Saved entries
= Beginning of Section =

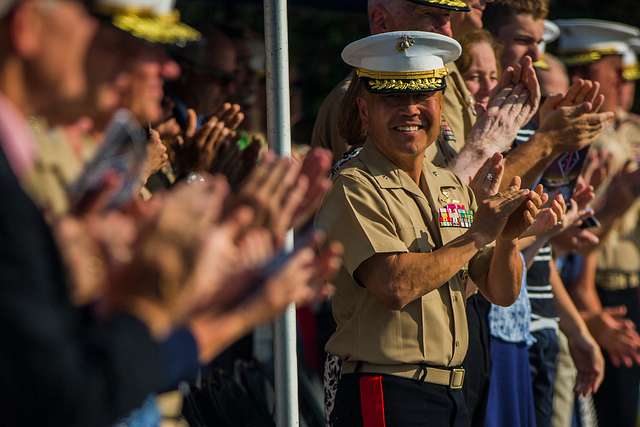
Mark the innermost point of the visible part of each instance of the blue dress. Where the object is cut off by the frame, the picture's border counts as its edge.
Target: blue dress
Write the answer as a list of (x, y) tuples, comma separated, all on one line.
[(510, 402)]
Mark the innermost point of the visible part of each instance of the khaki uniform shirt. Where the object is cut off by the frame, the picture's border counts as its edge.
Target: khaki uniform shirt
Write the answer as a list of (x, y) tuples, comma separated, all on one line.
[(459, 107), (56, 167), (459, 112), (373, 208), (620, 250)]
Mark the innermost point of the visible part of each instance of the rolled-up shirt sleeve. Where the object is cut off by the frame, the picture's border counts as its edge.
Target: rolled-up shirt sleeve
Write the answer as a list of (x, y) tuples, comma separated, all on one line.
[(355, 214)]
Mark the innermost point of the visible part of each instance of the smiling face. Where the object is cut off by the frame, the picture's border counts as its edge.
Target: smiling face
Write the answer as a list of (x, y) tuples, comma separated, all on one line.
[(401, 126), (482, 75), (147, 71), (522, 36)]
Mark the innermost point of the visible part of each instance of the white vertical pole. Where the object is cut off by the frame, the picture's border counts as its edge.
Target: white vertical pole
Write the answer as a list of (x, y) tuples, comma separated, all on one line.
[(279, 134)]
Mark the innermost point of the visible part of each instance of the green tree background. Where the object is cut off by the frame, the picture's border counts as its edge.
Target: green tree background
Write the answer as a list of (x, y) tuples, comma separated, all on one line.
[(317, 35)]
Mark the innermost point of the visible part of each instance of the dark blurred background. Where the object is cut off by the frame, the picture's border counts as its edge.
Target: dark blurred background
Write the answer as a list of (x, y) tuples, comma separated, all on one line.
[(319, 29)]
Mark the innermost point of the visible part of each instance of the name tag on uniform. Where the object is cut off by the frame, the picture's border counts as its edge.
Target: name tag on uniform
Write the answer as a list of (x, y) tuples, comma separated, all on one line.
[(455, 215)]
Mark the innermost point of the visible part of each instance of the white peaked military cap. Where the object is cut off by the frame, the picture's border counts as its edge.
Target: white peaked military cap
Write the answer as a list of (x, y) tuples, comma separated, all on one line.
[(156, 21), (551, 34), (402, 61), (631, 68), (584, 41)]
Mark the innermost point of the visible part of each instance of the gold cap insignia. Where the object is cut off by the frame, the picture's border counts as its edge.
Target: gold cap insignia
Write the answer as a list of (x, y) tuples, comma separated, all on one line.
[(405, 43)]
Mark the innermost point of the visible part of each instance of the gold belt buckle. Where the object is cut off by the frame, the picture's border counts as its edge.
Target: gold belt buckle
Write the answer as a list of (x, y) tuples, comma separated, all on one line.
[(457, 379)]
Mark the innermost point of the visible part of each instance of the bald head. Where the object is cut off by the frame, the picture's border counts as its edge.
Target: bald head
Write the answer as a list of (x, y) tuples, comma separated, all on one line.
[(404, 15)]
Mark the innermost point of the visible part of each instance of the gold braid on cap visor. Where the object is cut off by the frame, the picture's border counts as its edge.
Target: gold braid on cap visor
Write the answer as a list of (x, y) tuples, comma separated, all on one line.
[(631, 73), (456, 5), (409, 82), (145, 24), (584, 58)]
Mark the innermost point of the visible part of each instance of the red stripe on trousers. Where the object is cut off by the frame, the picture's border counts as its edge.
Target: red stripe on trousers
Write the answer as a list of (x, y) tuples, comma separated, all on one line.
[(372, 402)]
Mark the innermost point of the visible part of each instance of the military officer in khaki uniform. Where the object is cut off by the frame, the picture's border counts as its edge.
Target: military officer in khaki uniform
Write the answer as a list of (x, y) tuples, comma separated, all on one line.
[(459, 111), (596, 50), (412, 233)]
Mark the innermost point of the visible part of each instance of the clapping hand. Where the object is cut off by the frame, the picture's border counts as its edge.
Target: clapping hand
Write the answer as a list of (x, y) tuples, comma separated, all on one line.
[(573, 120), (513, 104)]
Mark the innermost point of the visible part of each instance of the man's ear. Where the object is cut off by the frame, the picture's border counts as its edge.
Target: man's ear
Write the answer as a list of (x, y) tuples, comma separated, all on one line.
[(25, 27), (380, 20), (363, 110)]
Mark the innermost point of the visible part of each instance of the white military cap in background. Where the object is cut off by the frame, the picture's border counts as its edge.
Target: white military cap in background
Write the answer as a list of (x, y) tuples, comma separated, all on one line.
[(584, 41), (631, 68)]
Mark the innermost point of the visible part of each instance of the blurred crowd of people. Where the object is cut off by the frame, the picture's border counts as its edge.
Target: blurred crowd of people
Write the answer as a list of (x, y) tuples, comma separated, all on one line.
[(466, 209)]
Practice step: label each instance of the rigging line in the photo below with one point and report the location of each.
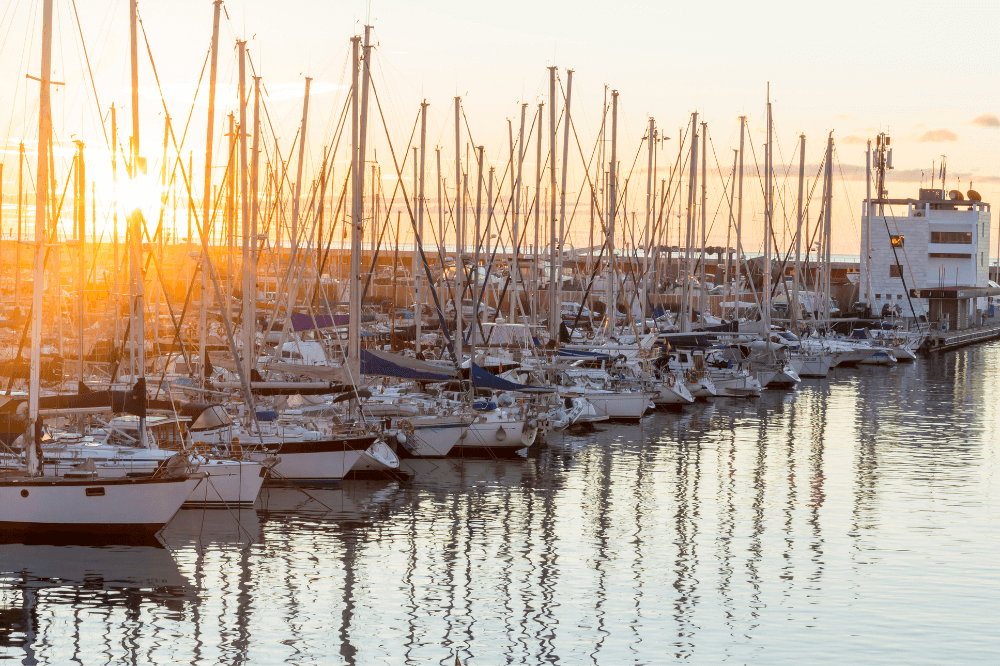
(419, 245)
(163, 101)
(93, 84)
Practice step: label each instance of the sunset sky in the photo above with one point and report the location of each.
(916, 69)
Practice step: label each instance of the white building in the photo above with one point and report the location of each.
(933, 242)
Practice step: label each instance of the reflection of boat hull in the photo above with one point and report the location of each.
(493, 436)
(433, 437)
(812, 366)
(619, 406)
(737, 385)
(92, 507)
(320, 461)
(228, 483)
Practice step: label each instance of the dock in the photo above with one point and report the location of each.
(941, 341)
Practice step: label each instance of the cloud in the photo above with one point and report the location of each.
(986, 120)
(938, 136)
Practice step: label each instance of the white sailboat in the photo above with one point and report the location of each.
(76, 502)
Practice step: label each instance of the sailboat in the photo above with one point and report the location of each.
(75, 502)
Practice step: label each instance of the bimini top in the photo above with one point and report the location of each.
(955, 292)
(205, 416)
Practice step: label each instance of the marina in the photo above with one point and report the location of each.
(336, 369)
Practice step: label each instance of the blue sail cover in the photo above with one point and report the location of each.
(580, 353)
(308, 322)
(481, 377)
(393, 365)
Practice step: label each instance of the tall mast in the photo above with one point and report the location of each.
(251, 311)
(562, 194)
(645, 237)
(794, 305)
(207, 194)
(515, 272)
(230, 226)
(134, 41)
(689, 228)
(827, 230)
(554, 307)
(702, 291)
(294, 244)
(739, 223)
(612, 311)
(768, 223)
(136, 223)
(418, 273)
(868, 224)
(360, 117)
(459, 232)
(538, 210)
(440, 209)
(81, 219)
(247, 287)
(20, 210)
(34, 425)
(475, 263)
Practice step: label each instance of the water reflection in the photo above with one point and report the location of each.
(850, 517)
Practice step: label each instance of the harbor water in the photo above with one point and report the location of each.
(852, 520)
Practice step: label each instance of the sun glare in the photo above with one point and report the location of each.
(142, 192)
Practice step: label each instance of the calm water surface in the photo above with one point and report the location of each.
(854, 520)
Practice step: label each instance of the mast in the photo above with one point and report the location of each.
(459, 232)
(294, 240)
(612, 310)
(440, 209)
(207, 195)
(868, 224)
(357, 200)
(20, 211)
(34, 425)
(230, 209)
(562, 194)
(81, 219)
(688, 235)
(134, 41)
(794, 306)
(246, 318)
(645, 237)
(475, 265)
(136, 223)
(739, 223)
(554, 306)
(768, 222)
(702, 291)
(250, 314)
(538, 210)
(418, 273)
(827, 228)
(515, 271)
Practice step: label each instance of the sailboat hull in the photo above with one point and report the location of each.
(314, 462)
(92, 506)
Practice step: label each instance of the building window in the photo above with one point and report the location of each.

= End of Section =

[Action item]: All lines of the entries above where "belt" turns up should be reported.

[Written solution]:
Mark the innermost point of the visible part of each instance of the gold belt buckle. Where the object is cut off by the frame, the picture's border counts as its edge.
Target: gold belt buckle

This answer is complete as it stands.